***** EXCERPT *****

There are a lot of spatial data sources that need to be geocoded to point lat/lon locations in order to map them easily in Tableau.  I’ve always done my geocoding as a data prep process using Python.  This week I’ve decided to get all fancy and see what how my workflow would change with the new Python integration in Tableau Prep Builder 2019.3.1 (still in pre-release as of 7/26/19 when I’m writing this).

 

All in all, it’s pretty nice to be able to build geocoding directly into a Prep workflow!  There are still some limitations (I think, maybe you don’t see them as limitations). Since I’ve taken some time to figure out how to make this all work, I figured that I’d do a quick write up to document in case it helps someone else.

 

The short version of the steps (more detail on each later in this post!):

  1. Install TabPy and get it running.  Make sure you’re using Tableau Prep Builder 2019.3+ with support for Python scripts
  2. If you want to use Mapbox or Google geocoding, get yourself an API key (Google and Mapbox)

***** MATERIAL SUPPLIED *****

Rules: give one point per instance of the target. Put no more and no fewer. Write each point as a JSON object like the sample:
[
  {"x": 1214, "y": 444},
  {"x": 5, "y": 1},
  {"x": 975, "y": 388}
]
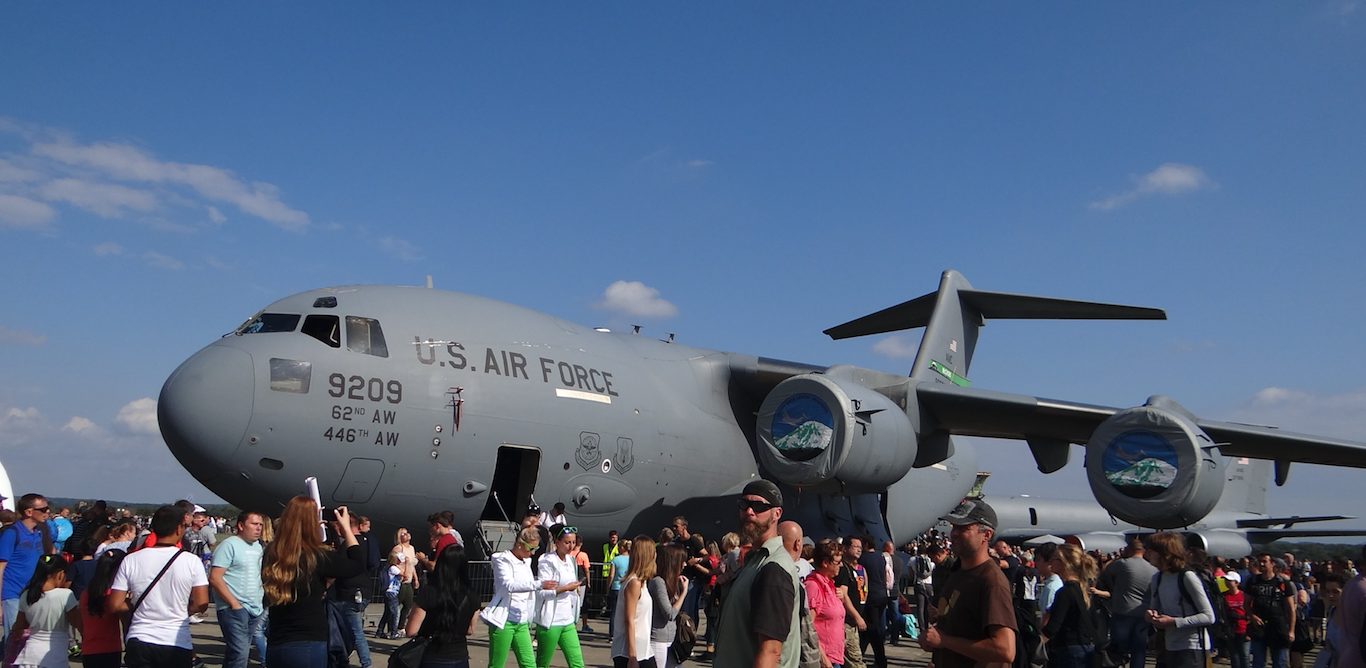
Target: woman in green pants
[
  {"x": 555, "y": 626},
  {"x": 514, "y": 601}
]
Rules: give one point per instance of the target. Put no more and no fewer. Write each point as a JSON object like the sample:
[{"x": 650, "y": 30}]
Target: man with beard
[
  {"x": 758, "y": 626},
  {"x": 974, "y": 622}
]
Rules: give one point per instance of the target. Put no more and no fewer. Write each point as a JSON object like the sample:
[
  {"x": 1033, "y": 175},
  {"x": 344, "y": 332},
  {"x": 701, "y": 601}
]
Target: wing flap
[{"x": 973, "y": 411}]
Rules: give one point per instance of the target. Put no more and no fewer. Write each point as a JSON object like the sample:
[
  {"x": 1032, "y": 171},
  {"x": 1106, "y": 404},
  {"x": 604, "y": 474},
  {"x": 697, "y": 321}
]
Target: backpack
[{"x": 922, "y": 567}]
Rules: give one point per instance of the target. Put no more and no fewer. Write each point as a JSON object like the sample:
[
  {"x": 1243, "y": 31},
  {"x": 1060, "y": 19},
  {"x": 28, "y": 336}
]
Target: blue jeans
[
  {"x": 239, "y": 629},
  {"x": 1071, "y": 656},
  {"x": 1280, "y": 656},
  {"x": 1128, "y": 635},
  {"x": 1238, "y": 652},
  {"x": 11, "y": 611},
  {"x": 298, "y": 655},
  {"x": 389, "y": 620},
  {"x": 355, "y": 615}
]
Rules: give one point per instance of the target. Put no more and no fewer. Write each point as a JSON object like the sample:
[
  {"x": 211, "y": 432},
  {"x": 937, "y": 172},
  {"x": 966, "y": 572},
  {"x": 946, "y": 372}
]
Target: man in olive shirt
[{"x": 974, "y": 622}]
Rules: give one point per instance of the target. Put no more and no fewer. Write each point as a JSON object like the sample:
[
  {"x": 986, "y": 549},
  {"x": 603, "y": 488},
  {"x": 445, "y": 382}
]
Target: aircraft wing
[
  {"x": 1264, "y": 536},
  {"x": 971, "y": 411}
]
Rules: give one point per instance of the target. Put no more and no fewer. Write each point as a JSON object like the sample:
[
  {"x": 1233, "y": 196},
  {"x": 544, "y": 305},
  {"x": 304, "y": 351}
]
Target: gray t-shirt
[
  {"x": 661, "y": 624},
  {"x": 1127, "y": 582}
]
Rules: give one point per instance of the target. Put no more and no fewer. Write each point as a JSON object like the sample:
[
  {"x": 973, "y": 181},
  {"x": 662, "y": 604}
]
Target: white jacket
[
  {"x": 564, "y": 608},
  {"x": 514, "y": 586}
]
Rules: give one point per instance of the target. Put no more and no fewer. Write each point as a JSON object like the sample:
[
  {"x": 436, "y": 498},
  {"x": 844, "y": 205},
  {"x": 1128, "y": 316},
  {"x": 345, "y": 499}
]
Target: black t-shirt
[
  {"x": 694, "y": 549},
  {"x": 846, "y": 578},
  {"x": 305, "y": 619},
  {"x": 1070, "y": 620},
  {"x": 445, "y": 642},
  {"x": 1269, "y": 601},
  {"x": 772, "y": 596}
]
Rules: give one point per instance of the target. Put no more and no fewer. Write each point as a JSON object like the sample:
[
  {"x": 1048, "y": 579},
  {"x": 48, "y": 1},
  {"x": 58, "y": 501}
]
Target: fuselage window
[
  {"x": 290, "y": 376},
  {"x": 364, "y": 335},
  {"x": 324, "y": 328},
  {"x": 264, "y": 323}
]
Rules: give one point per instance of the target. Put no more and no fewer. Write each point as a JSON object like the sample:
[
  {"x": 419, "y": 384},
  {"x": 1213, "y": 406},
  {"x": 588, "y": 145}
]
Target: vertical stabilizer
[{"x": 955, "y": 313}]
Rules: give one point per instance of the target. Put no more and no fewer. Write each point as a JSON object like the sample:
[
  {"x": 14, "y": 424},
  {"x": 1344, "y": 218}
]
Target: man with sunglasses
[
  {"x": 974, "y": 622},
  {"x": 21, "y": 547},
  {"x": 758, "y": 626}
]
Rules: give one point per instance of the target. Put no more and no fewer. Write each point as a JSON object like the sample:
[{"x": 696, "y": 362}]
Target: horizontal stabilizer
[
  {"x": 989, "y": 305},
  {"x": 1286, "y": 522}
]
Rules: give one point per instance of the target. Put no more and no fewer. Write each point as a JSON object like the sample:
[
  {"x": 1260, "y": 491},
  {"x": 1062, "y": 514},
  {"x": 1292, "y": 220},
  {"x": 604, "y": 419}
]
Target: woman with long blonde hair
[
  {"x": 294, "y": 574},
  {"x": 634, "y": 609},
  {"x": 1178, "y": 601},
  {"x": 1067, "y": 624}
]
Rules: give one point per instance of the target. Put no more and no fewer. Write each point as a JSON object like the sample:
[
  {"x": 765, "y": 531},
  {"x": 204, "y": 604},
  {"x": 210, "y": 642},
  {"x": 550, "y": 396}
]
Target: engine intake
[
  {"x": 1153, "y": 466},
  {"x": 833, "y": 436}
]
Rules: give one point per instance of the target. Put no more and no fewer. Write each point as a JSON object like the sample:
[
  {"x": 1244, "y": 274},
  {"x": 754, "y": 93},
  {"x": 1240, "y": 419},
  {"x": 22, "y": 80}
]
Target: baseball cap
[{"x": 971, "y": 511}]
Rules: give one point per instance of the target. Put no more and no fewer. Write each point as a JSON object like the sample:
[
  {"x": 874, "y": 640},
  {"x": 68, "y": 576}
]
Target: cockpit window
[
  {"x": 264, "y": 323},
  {"x": 324, "y": 328},
  {"x": 364, "y": 335},
  {"x": 290, "y": 376}
]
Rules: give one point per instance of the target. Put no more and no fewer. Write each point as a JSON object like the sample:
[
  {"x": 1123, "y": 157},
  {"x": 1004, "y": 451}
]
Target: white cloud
[
  {"x": 22, "y": 212},
  {"x": 108, "y": 249},
  {"x": 895, "y": 346},
  {"x": 122, "y": 161},
  {"x": 400, "y": 249},
  {"x": 1168, "y": 179},
  {"x": 138, "y": 415},
  {"x": 1295, "y": 410},
  {"x": 127, "y": 465},
  {"x": 635, "y": 298},
  {"x": 104, "y": 200},
  {"x": 157, "y": 260},
  {"x": 19, "y": 338},
  {"x": 82, "y": 426},
  {"x": 11, "y": 172}
]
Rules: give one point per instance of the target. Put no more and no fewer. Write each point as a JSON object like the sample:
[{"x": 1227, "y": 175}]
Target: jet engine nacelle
[
  {"x": 1101, "y": 541},
  {"x": 1220, "y": 543},
  {"x": 833, "y": 436},
  {"x": 1153, "y": 466}
]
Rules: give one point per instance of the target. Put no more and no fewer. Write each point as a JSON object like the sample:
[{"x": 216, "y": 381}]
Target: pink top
[{"x": 828, "y": 614}]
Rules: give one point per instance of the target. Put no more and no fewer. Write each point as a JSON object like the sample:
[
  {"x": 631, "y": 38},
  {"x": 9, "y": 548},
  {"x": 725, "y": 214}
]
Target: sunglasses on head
[{"x": 754, "y": 506}]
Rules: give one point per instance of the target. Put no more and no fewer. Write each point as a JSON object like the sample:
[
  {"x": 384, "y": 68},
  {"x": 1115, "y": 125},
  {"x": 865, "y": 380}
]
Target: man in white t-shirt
[{"x": 159, "y": 634}]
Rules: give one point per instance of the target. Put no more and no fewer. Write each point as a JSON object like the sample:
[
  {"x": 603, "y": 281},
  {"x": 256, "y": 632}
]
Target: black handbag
[{"x": 410, "y": 653}]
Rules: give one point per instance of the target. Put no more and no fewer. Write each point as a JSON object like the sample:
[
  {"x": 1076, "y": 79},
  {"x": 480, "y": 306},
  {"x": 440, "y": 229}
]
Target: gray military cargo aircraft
[
  {"x": 1238, "y": 523},
  {"x": 402, "y": 400}
]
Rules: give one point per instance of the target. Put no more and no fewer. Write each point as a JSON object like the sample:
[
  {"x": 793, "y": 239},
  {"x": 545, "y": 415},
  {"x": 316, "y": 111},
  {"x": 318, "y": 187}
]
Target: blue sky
[{"x": 769, "y": 170}]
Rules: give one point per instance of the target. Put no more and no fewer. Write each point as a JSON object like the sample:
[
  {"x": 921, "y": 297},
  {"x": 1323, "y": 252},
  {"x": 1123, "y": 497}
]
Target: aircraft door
[
  {"x": 514, "y": 482},
  {"x": 359, "y": 480}
]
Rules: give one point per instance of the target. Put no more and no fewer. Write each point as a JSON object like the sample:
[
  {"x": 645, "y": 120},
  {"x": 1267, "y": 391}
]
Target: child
[{"x": 1236, "y": 620}]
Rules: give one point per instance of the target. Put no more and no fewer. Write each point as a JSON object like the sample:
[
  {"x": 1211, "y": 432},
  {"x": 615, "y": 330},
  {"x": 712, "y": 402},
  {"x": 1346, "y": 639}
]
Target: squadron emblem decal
[{"x": 588, "y": 454}]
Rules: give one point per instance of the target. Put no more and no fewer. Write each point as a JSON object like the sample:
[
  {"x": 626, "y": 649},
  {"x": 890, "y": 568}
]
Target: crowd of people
[{"x": 123, "y": 590}]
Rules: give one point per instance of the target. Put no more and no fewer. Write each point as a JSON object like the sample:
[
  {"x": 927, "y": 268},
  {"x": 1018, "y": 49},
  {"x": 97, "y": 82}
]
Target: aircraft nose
[{"x": 205, "y": 409}]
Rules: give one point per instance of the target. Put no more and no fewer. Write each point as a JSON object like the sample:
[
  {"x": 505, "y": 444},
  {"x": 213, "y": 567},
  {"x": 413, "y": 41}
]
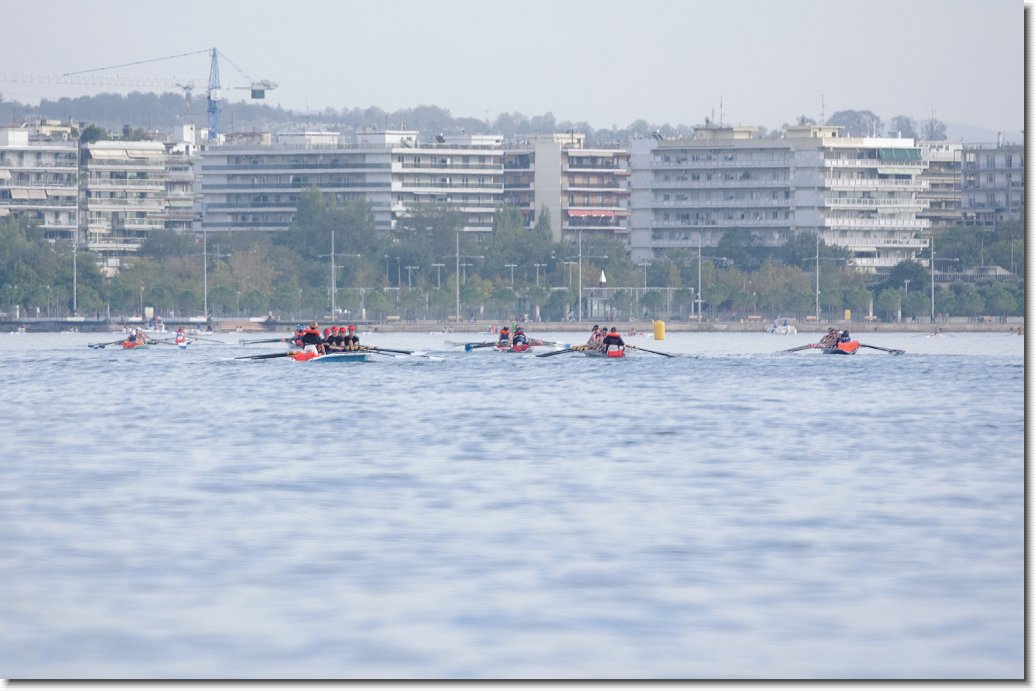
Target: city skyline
[{"x": 746, "y": 62}]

*****

* EXERCISE TASKS
1/ Copy the passage of the geocoding post from "All in all, it’s" up to and including "helps someone else.", word for word.
2/ Go on with the post about geocoding in Tableau Prep, starting right after its last line.

* RESULTS OF THE EXERCISE
1/
All in all, it’s pretty nice to be able to build geocoding directly into a Prep workflow!  There are still some limitations (I think, maybe you don’t see them as limitations). Since I’ve taken some time to figure out how to make this all work, I figured that I’d do a quick write up to document in case it helps someone else.

2/
  3. Learn a bit about how Python will work in Prep
  4. Add in your address data and either format like my sample dataset, or prepare to do some minor adjustments to the Python script so that it works with your address format (I’ll explain how the script works; it isn’t hard to edit)
  5. Add the Python script as part of your workflow.  I’ve written three sample scripts to get you started – they all look pretty similar and just call out to different services.  I’ll explain how they work later on in this post.

 

Geocoding_Mapbox

Geocoding_Google

Geocoding_OSM

 

And some sample data that I used to test

 

Step 1:  Install TabPy & get it running

 

Go to the Tableau Github repo and check out the code for TabPy.  Follow the instructions to install and get it running. 

 

To use it with Prep, I believe you need to be using Python 3.6 or later.  Part of the incentive for me to figure out geocoding in Prep was that I was finally getting around to setting up my Python environments on a new computer, so I was starting fresh…I can offer no help if you need to upgrade everything first.  My general solution has always been to just wipe everything out and start new – but I don’t have many Python environments to set up. 

 

While you’re at it, make sure you’re using a version of Tableau Prep Builder that supports Python (2019.3.1 pre-release does)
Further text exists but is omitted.